- **Task to carry out**
Copy every line in the records below that contains the word "target".

Stored entries
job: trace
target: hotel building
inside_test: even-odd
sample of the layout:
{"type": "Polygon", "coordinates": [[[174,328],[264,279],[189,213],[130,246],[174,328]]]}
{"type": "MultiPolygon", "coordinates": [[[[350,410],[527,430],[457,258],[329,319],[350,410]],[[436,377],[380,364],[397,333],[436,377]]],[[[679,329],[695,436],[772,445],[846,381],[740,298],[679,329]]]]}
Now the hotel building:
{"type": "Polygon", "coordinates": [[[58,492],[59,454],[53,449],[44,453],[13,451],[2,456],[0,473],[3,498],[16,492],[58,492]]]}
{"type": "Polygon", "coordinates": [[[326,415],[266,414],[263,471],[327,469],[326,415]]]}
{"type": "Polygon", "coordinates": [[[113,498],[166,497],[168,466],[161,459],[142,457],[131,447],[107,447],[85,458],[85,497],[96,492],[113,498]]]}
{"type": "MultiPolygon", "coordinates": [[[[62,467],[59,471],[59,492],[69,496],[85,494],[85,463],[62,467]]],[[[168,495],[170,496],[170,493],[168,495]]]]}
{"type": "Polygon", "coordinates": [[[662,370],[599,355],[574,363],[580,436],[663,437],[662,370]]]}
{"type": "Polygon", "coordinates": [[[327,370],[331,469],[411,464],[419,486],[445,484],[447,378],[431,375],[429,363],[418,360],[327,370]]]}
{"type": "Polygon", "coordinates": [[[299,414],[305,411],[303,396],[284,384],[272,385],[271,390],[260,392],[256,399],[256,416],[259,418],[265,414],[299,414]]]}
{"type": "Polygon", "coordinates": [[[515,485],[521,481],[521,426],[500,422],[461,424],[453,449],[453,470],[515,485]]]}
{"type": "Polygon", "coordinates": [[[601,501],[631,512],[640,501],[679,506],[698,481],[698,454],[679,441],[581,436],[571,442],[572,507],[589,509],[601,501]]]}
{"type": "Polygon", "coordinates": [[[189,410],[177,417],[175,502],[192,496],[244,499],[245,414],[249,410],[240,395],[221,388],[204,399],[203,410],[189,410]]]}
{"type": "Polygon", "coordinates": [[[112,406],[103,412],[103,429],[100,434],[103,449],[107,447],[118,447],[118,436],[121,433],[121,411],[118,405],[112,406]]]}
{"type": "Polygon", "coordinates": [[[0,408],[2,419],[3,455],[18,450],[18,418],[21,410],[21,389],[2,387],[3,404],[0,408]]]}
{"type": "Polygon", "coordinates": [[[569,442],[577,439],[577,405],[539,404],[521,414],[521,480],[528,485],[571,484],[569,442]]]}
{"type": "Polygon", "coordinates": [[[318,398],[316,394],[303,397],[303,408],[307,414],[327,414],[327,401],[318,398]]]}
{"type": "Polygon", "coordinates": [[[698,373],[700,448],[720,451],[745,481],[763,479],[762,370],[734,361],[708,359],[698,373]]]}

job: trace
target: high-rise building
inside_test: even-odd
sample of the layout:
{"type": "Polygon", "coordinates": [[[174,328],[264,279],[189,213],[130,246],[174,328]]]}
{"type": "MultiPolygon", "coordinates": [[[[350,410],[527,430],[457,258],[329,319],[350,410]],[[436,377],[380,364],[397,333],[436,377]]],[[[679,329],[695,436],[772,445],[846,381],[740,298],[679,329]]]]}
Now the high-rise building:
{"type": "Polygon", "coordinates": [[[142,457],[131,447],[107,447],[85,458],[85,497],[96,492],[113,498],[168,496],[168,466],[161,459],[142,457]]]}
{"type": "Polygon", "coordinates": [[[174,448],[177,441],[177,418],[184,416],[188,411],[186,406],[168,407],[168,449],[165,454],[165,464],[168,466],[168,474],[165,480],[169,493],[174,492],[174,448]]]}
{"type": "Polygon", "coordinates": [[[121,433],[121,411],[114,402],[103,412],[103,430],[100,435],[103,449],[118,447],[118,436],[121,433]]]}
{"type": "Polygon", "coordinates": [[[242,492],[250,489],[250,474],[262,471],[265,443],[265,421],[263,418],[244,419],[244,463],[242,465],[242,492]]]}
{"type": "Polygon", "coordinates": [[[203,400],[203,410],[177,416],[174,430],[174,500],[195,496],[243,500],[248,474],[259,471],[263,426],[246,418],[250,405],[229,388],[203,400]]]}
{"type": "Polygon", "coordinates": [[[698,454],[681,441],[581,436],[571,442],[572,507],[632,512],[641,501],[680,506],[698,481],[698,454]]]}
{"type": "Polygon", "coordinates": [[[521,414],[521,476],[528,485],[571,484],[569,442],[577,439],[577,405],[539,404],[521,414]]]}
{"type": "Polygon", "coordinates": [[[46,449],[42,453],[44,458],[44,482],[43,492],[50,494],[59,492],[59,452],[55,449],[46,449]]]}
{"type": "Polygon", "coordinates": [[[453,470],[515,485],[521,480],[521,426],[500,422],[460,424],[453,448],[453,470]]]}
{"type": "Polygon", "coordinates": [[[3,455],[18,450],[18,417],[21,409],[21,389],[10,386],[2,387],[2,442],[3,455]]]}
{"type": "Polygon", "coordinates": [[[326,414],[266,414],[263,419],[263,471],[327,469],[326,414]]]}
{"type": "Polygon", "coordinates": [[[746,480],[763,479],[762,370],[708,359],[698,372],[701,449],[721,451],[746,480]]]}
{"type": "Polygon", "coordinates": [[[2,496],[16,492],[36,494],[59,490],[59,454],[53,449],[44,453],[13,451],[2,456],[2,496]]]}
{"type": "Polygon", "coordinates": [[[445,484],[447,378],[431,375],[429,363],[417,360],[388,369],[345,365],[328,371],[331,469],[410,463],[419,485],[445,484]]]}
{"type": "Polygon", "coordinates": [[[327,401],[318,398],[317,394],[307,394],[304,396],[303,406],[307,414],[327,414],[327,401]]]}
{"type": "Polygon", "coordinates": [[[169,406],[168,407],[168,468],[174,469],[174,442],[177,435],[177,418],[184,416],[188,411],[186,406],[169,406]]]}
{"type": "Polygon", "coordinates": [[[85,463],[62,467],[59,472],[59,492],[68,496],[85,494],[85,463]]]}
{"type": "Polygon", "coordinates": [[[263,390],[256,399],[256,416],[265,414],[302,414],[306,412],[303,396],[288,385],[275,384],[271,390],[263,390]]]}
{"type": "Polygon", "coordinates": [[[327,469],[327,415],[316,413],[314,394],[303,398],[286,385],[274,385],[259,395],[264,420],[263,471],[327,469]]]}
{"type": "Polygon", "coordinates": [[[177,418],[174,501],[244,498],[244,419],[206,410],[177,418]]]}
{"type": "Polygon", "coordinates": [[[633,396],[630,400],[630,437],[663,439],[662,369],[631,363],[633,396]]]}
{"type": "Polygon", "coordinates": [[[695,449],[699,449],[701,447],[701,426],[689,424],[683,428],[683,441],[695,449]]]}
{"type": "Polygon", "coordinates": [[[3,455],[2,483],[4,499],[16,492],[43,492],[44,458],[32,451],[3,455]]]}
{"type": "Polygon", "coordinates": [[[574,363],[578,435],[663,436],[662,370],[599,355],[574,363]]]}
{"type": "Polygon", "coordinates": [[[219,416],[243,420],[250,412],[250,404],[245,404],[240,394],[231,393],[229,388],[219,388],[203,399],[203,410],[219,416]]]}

- **Result**
target: hotel building
target: high-rise building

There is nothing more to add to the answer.